Please repeat all of the lines that follow, exactly as written.
[begin Record list]
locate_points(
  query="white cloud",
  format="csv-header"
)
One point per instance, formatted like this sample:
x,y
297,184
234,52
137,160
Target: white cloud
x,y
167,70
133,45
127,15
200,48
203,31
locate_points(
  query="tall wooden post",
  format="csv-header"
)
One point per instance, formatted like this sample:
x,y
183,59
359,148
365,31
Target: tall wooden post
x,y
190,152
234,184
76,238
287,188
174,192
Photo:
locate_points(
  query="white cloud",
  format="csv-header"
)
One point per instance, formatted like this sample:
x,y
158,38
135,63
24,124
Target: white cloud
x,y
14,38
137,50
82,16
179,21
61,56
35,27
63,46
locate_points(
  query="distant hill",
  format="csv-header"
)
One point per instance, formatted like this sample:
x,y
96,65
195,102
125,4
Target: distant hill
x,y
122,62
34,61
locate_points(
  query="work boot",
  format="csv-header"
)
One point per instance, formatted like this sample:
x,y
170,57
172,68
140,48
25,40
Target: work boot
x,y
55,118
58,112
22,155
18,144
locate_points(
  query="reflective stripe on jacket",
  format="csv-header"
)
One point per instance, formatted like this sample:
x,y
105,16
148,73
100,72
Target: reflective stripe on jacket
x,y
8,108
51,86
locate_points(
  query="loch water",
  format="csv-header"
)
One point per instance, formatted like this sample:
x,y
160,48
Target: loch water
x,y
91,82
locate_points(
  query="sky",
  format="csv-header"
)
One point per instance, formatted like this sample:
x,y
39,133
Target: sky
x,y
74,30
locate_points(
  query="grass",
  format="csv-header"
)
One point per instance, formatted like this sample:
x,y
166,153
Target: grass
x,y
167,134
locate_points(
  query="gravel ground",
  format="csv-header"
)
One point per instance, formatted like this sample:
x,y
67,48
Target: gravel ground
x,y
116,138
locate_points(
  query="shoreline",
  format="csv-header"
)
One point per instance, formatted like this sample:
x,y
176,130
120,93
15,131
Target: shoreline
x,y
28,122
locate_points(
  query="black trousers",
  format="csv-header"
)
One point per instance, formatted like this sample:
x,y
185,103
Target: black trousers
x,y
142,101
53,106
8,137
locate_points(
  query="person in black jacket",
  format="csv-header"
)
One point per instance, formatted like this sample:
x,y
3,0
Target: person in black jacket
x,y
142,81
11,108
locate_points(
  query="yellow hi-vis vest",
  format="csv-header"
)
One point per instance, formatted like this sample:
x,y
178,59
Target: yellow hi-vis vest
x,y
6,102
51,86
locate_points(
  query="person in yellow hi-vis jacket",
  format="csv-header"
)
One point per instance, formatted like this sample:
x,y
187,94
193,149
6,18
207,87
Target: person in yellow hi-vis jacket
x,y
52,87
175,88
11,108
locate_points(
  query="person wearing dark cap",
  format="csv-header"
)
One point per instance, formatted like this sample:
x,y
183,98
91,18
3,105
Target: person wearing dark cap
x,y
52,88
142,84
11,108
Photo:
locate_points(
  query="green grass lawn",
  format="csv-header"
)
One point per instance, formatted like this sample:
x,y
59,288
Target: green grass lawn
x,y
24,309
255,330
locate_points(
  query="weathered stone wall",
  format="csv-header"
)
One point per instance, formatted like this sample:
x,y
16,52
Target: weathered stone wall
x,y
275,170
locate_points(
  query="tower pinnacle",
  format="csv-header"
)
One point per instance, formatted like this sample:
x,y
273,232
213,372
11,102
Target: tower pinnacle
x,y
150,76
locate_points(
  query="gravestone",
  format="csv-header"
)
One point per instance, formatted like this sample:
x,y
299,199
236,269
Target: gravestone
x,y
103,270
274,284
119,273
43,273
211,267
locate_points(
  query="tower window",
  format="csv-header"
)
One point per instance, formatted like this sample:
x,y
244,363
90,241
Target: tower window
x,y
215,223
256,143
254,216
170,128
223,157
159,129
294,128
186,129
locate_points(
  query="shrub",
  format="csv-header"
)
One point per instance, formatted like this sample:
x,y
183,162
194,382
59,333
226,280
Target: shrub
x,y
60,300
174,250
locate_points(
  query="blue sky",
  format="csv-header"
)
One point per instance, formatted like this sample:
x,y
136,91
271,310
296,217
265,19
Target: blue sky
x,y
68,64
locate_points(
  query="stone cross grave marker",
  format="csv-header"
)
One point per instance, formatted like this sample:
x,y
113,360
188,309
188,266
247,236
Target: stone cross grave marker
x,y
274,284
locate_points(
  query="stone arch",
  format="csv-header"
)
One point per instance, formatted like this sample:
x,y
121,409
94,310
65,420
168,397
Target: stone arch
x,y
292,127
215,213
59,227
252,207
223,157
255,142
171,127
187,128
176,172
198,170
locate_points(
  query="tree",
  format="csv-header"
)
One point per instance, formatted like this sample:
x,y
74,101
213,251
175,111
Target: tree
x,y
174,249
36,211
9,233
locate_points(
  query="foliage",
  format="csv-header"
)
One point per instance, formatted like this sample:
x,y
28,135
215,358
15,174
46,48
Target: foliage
[end Record list]
▶ [Correct output]
locate_points(
  query="white cloud",
  format="csv-header"
)
One point per instance, formatted like this sample:
x,y
297,184
234,52
137,160
Target: white cloud
x,y
167,70
133,45
127,15
200,48
203,31
locate_points(
  query="tall wooden post",
  format="csv-header"
)
One point per instance, formatted like this sample:
x,y
183,59
359,148
365,31
Target: tall wooden post
x,y
190,152
234,184
76,238
287,188
174,192
Photo:
locate_points(
  query="white cloud",
  format="csv-header"
)
One point per instance, formatted like this sample:
x,y
158,38
135,63
24,124
Target: white cloud
x,y
14,38
137,50
82,16
179,21
61,56
35,27
63,46
locate_points(
  query="distant hill",
  format="csv-header"
)
One point per instance, formatted like this sample:
x,y
96,65
195,102
125,4
Target: distant hill
x,y
122,62
34,61
locate_points(
  query="work boot",
  format="csv-header"
)
One point per instance, formatted like this sample:
x,y
170,57
172,68
140,48
25,40
Target: work boot
x,y
55,118
58,112
22,155
18,144
locate_points(
  query="reflective stripe on jacket",
  format="csv-header"
)
One point per instance, formatted like this sample:
x,y
105,16
148,73
100,72
Target: reflective stripe on jacket
x,y
8,108
51,86
locate_points(
  query="loch water",
  format="csv-header"
)
One point per instance, formatted like this sample:
x,y
160,48
Target: loch water
x,y
91,82
locate_points(
  query="sky",
  format="csv-header"
)
One point per instance, formatted like this sample:
x,y
39,133
Target: sky
x,y
74,30
locate_points(
  query="grass",
  format="csv-header"
)
One point per instance, formatted like this sample:
x,y
166,153
Target: grass
x,y
167,134
locate_points(
  query="gravel ground",
  format="csv-header"
)
One point per instance, formatted like this sample:
x,y
67,48
Target: gravel ground
x,y
116,138
locate_points(
  query="shoreline",
  format="csv-header"
)
One point per instance, formatted like this sample:
x,y
176,130
120,93
15,131
Target: shoreline
x,y
28,122
locate_points(
  query="black trousers",
  format="csv-header"
)
One point per instance, formatted like this sample:
x,y
185,103
Target: black trousers
x,y
142,101
53,106
8,137
locate_points(
  query="person in black jacket",
  format="csv-header"
)
One point per instance, formatted like this sample:
x,y
3,0
Target: person in black jacket
x,y
142,81
11,108
locate_points(
  query="yellow hi-vis vest",
  format="csv-header"
)
One point per instance, formatted like this sample:
x,y
178,59
Target: yellow hi-vis vest
x,y
6,102
51,86
locate_points(
  query="person in yellow hi-vis jacket",
  format="csv-header"
)
One point per instance, formatted like this sample:
x,y
187,94
193,149
6,18
207,87
Target: person in yellow hi-vis jacket
x,y
52,87
175,88
11,108
locate_points(
  query="person wearing dark cap",
  format="csv-header"
)
One point per instance, formatted like this sample:
x,y
183,98
91,18
3,105
Target: person wearing dark cap
x,y
52,88
142,84
11,108
Photo:
locate_points(
  query="green grass lawn",
  format="csv-header"
)
One point per instance, formatted like this sample:
x,y
59,288
Target: green grass lawn
x,y
24,309
255,330
locate_points(
  query="weathered stone wall",
  format="csv-header"
)
One point per instance, formatted like this sample:
x,y
16,52
Target: weathered stone wall
x,y
275,170
locate_points(
  query="tower pinnacle",
  format="csv-header"
)
One point per instance, formatted like this sample:
x,y
273,232
213,372
11,102
Target: tower pinnacle
x,y
150,76
locate_points(
  query="gravestone",
  format="csv-header"
)
One point per instance, formatted like this sample:
x,y
299,199
236,269
Target: gravestone
x,y
103,270
274,284
119,273
43,273
211,267
locate_points(
  query="tower window",
  format="csv-header"
)
One point per instance, formatted like this sample:
x,y
244,363
90,241
Target: tower window
x,y
215,223
256,143
254,216
170,128
223,157
159,129
294,128
186,129
locate_points(
  query="shrub",
  format="csv-header"
)
One point per instance, formatted like this sample:
x,y
183,162
194,382
59,333
226,280
Target: shrub
x,y
60,300
174,250
locate_points(
  query="blue sky",
  format="csv-header"
)
One point per instance, formatted like this sample:
x,y
136,91
271,310
296,217
265,19
Target: blue sky
x,y
68,64
locate_points(
  query="stone cross grave marker",
  format="csv-header"
)
One point per instance, formatted like this sample:
x,y
113,360
188,309
188,266
247,236
Target: stone cross grave marker
x,y
274,284
locate_points(
  query="stone arch",
  format="csv-header"
)
One point per instance, formatted like this sample:
x,y
121,409
94,310
65,420
168,397
Target: stone arch
x,y
292,127
215,213
59,227
252,207
223,157
255,142
171,127
187,128
176,172
198,170
locate_points(
  query="tree",
  format="csv-header"
)
One point per instance, formatted like this sample:
x,y
74,101
213,251
175,111
Target: tree
x,y
174,249
36,211
9,233
locate_points(
  query="foliage",
  format="csv-header"
)
One point per instance, formatted like this sample:
x,y
28,135
215,358
15,174
46,48
Target: foliage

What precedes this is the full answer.